### What you will do:
Pull each line holding the word "trim" from the data.

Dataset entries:
========================================================================

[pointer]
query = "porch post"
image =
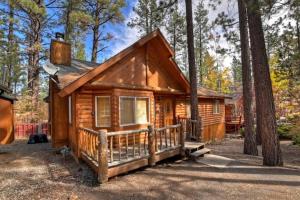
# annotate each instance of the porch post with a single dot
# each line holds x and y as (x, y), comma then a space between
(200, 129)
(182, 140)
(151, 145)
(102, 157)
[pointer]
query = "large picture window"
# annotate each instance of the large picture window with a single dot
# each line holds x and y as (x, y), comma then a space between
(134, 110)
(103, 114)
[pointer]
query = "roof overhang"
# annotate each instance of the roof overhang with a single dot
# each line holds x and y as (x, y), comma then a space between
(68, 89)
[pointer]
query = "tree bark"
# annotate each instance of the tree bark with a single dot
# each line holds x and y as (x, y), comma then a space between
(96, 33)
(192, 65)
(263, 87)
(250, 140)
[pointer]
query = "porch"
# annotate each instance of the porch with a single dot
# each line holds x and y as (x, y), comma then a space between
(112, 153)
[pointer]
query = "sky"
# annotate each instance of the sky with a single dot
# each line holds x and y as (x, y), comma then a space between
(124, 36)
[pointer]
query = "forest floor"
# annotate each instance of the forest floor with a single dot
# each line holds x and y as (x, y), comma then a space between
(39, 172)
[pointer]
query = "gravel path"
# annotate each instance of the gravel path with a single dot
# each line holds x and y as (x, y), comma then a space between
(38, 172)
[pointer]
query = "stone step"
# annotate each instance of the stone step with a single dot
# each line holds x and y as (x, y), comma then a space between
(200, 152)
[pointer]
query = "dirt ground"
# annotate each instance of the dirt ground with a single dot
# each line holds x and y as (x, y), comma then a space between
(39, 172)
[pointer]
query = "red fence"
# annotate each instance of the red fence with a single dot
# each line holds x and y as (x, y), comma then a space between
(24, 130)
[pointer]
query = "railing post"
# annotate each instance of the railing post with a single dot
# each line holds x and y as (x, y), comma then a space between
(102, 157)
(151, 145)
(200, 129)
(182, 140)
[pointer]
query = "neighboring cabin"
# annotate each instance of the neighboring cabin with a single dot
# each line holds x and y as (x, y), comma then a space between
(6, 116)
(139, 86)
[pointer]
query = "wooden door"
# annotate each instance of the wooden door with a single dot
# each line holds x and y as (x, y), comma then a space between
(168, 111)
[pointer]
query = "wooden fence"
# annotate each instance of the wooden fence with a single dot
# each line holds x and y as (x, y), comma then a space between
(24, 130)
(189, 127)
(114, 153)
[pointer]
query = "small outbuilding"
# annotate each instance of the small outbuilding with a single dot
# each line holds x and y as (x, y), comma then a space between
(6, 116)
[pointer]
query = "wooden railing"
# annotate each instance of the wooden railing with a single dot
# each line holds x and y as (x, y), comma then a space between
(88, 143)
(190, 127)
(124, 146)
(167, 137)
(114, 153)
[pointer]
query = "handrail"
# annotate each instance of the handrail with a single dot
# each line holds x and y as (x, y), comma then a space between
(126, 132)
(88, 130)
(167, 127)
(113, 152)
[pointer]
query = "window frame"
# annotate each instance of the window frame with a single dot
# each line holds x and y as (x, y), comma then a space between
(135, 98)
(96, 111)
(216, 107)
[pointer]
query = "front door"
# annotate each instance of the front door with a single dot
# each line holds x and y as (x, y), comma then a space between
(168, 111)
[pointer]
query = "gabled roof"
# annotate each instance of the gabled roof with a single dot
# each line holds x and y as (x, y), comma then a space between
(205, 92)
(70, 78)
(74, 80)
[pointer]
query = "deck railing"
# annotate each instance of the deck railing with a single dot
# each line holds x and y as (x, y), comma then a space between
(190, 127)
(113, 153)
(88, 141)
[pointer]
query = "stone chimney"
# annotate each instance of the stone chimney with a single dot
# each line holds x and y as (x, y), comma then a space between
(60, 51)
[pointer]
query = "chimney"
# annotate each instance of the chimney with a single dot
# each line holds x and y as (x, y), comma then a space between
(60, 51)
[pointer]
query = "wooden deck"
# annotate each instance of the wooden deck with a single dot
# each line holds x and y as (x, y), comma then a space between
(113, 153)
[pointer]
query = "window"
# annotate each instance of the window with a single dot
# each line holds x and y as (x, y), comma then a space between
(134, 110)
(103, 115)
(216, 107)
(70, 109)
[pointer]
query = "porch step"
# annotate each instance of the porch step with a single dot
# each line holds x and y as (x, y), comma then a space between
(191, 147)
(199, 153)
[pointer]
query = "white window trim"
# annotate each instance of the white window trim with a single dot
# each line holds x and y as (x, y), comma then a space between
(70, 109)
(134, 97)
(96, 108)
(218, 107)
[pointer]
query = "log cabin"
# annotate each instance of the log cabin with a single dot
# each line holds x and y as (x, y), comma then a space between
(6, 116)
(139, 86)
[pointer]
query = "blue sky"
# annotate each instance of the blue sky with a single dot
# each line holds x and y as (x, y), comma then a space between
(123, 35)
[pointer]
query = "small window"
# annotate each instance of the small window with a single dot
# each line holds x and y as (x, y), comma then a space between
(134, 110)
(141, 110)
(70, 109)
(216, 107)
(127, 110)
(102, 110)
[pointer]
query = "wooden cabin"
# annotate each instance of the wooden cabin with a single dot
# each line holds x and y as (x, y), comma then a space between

========================================================================

### Response to the exercise:
query = "white window trim"
# annotate each instance of the white window trim with a single dot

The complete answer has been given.